Source excerpt
---
These messy social and systemic issues are glossed over and airbrushed on days like today — where the focus seems to be on which celebrities are getting their hands slightly dirty as they engage the less fortunate while having a whale of time themselves. It is televised and beamed into our hearts in some feel-good splurge of annual compassion.

In my view corporatised activism is insulting and meaningless. Creating messianic constructs is a dangerous exercise too. These iconic mythologies seem only to serve the privileged and while claiming lip-service to political awareness, the day highlights a lack of awareness of those living on the wealthy side of the big divide.

The default seems to be that everyone in South Africa is on board with Mandela Day and that the “have-nots” will show polite gratitude while receiving tidbits from the “haves” once a year. While on the surface it speaks of social cohesion and nation building — when one digs a bit deeper it is clear that on this day the great divide is even greater — though intrepid do-gooders will put on their missionary shoes and trudge where no rich man dares to tread every other day of the year.

They go to schools and feed “starving” children. They paint classrooms and hand out food packs and other goodies. They join in the knitting of blankets and wax lyrical about the great man and how they want to live up to his example. Yet none of them speaks of grass-roots politics and structural racism, which is still very much an issue in today’s South Africa.

In fact it can be concluded that Mandela Day is counter-revolutionary in many ways as it fosters Band-Aid attitudes and shallow interventions into social problems. There is no focus on the history of struggle, the socialism the ANC once strived for or the ethos of revolution. Rather it packages kindness fallacies that only serve the privileged class and add insult to injury for the masses who are expected to play along and be grateful that Madiba Magic Santa Clause Charity comes their way once a year.

The many responses to a question I posted on Facebook have made it clear that not all South Africans buy into this Madiba madness.
---
Point annotation records

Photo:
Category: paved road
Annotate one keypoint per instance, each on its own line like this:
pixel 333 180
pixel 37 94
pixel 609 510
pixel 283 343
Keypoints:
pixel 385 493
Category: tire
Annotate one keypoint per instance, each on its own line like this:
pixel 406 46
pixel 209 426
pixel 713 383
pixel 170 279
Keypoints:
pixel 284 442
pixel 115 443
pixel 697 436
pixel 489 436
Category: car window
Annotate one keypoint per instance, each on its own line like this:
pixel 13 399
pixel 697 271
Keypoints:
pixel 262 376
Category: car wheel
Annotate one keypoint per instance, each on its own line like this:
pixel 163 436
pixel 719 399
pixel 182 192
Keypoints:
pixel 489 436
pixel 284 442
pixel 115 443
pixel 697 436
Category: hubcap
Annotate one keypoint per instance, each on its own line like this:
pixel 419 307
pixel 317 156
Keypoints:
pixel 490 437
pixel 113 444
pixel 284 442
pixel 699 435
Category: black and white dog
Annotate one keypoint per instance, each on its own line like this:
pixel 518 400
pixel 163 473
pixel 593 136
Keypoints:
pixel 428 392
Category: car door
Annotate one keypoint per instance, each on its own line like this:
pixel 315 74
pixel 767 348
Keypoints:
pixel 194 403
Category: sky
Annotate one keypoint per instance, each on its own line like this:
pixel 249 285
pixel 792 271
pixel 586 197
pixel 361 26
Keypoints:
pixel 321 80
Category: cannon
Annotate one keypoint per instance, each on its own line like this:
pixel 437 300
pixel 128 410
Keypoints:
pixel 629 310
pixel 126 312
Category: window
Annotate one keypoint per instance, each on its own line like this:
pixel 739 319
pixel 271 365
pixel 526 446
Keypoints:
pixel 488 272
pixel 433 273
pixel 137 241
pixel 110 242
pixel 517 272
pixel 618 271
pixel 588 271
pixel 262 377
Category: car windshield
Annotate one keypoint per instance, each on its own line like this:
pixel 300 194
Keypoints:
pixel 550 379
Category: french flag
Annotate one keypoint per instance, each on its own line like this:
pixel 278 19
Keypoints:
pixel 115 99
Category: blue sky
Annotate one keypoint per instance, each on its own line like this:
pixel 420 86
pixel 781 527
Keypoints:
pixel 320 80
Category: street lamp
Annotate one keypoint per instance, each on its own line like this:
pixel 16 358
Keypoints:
---
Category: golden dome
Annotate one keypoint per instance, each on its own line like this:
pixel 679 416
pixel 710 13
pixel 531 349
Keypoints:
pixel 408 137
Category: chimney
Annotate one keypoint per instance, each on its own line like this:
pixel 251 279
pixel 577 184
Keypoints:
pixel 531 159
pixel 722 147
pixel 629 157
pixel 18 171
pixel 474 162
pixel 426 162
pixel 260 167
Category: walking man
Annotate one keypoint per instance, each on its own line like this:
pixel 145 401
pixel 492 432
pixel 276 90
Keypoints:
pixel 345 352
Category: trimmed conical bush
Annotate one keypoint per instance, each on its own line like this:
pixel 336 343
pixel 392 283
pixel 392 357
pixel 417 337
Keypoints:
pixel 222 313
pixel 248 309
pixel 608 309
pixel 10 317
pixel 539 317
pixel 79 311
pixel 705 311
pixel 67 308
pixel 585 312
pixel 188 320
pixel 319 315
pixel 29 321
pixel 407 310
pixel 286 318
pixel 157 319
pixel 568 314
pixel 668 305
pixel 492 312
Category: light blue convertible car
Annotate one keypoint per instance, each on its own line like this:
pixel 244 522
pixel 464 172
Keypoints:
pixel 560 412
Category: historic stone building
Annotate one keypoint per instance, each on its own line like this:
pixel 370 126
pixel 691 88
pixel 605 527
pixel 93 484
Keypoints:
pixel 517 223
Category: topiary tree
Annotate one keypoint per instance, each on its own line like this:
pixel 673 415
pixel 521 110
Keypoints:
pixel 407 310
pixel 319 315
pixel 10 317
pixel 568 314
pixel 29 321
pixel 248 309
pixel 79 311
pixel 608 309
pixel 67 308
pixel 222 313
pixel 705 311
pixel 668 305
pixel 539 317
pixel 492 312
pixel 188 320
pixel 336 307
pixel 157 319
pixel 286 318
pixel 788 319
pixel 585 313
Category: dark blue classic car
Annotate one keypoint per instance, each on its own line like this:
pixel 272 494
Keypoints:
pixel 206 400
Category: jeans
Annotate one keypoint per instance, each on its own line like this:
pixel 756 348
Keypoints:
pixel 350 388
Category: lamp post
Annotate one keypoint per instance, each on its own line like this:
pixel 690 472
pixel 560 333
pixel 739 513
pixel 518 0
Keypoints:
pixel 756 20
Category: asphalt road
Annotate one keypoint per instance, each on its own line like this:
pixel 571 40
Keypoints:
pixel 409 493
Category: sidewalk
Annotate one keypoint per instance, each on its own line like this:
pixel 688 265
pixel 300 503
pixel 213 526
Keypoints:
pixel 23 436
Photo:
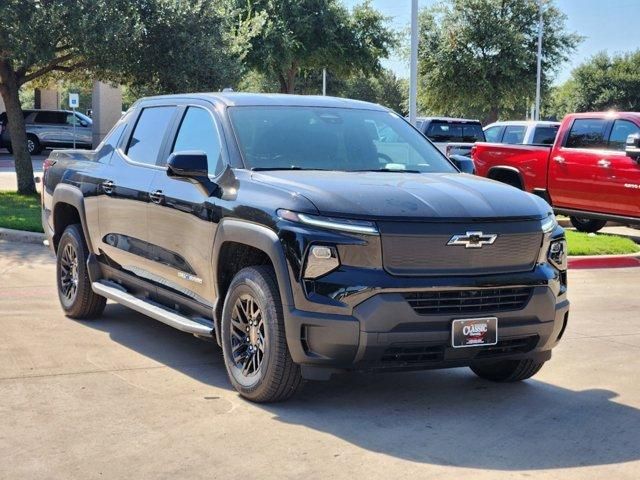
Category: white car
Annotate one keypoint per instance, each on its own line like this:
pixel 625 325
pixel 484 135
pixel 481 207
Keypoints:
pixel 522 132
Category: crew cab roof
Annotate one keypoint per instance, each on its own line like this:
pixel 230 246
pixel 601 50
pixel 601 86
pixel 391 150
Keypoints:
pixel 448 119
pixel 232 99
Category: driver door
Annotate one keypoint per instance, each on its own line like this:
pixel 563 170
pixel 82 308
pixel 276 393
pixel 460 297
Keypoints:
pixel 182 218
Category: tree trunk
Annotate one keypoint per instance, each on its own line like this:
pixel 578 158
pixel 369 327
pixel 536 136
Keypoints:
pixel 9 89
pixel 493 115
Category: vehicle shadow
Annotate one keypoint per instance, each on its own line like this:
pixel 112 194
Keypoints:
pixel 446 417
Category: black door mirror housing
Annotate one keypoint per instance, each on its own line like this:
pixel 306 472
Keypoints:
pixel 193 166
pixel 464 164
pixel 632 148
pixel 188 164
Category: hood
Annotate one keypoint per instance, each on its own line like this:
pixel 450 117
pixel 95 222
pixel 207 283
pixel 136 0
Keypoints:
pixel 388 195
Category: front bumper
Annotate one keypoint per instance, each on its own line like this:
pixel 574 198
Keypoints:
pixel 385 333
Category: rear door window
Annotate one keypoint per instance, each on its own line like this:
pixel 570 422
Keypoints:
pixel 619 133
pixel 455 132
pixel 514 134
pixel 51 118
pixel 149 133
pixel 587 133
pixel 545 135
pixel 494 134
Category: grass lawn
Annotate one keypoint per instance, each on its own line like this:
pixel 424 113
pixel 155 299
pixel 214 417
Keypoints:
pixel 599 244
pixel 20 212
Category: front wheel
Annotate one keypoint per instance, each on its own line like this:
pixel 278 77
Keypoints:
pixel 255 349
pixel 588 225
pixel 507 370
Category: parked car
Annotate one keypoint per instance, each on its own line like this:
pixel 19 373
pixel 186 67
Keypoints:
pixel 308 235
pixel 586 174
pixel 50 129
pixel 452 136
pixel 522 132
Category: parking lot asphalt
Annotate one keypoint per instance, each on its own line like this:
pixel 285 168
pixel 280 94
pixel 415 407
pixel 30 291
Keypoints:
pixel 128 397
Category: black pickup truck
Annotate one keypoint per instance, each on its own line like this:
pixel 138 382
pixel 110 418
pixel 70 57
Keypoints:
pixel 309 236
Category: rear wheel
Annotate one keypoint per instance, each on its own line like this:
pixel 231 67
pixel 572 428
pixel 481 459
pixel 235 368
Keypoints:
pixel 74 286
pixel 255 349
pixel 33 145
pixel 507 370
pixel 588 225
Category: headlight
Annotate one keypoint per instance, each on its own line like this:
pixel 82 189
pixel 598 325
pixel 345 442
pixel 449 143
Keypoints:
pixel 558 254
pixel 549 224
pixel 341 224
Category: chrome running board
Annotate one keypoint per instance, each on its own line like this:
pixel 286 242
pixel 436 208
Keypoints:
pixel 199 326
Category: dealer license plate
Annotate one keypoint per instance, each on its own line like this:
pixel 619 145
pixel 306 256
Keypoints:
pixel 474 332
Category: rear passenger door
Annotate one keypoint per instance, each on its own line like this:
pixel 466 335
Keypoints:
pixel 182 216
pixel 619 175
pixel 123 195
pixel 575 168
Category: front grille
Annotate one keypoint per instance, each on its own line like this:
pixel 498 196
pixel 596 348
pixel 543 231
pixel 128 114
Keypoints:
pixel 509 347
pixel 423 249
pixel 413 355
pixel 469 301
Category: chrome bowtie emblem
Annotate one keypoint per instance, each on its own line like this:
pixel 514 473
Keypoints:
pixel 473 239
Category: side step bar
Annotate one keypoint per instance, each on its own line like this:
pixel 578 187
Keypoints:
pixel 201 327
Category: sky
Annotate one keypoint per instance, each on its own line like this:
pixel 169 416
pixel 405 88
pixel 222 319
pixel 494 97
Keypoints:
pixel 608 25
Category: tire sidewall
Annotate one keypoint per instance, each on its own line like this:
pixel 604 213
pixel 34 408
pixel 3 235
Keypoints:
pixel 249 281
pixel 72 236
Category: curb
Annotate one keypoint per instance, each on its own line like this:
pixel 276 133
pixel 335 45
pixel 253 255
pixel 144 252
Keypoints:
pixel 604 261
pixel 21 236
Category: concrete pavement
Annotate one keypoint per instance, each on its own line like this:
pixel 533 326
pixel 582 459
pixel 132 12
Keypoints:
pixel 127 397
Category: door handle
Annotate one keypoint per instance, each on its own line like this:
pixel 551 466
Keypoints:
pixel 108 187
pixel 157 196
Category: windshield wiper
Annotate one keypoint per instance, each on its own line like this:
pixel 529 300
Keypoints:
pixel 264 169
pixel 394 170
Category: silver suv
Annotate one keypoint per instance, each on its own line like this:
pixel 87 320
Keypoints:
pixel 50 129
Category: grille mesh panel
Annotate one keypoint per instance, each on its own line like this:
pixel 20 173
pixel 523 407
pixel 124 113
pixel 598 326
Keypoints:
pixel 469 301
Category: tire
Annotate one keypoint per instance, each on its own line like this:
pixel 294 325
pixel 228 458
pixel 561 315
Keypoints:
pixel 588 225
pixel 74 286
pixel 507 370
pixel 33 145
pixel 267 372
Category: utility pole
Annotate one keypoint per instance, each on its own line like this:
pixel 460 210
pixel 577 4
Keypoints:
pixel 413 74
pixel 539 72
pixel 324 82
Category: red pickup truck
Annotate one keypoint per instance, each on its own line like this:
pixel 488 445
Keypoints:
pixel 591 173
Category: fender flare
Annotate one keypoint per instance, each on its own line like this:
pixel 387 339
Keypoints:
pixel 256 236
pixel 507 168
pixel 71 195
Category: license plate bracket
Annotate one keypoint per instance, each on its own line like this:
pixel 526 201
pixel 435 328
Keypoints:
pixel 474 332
---
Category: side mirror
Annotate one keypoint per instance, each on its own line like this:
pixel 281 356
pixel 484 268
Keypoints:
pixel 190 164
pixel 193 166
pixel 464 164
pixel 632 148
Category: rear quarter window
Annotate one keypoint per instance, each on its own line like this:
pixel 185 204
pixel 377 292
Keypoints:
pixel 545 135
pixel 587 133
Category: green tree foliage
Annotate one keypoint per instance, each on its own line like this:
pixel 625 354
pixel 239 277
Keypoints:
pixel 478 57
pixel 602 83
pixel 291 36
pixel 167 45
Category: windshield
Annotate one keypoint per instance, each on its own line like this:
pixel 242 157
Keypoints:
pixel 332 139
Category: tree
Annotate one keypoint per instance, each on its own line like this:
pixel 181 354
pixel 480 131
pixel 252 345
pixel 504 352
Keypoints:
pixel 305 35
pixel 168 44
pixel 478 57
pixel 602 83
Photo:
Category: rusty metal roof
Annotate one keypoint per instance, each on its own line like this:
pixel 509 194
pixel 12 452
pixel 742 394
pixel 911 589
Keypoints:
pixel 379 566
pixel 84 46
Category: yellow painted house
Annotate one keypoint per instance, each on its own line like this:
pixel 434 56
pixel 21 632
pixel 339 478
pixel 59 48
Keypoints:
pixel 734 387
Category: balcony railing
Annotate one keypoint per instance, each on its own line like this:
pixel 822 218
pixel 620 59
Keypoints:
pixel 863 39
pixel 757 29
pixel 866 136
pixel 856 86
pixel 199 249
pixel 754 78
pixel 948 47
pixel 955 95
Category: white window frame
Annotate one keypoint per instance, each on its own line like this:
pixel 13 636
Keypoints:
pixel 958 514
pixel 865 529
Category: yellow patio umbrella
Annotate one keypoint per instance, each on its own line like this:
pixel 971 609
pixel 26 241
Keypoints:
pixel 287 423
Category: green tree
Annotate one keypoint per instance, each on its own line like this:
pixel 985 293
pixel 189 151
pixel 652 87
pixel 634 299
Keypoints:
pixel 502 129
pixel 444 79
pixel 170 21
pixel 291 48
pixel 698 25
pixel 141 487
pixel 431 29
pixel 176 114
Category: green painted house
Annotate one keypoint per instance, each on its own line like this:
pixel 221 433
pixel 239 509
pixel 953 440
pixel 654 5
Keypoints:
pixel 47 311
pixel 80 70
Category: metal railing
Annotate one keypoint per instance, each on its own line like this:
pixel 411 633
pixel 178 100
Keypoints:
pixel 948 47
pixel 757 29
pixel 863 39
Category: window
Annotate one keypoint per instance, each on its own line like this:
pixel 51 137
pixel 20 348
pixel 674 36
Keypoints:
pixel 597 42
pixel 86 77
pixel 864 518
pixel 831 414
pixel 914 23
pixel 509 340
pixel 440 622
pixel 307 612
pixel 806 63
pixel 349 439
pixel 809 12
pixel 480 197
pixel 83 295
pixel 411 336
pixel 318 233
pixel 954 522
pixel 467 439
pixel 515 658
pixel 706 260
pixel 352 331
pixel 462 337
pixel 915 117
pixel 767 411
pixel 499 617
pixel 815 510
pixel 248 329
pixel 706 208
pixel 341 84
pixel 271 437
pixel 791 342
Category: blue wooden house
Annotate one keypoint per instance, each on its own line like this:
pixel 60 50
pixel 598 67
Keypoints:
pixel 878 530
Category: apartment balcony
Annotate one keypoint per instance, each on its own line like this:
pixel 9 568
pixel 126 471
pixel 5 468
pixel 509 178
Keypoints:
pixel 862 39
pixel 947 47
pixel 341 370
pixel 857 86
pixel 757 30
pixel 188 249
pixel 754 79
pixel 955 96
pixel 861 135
---
Given request 1
In the Mandela Day piece, where did the writer post a question that drew many responses?
Given request 2
Transcribe the Mandela Day piece from "The default seems" up to and including "today’s South Africa.".
The records come from a separate source, not from the Mandela Day piece.

Exercise solution 1
On Facebook.

Exercise solution 2
The default seems to be that everyone in South Africa is on board with Mandela Day and that the “have-nots” will show polite gratitude while receiving tidbits from the “haves” once a year. While on the surface it speaks of social cohesion and nation building — when one digs a bit deeper it is clear that on this day the great divide is even greater — though intrepid do-gooders will put on their missionary shoes and trudge where no rich man dares to tread every other day of the year.

They go to schools and feed “starving” children. They paint classrooms and hand out food packs and other goodies. They join in the knitting of blankets and wax lyrical about the great man and how they want to live up to his example. Yet none of them speaks of grass-roots politics and structural racism, which is still very much an issue in today’s South Africa.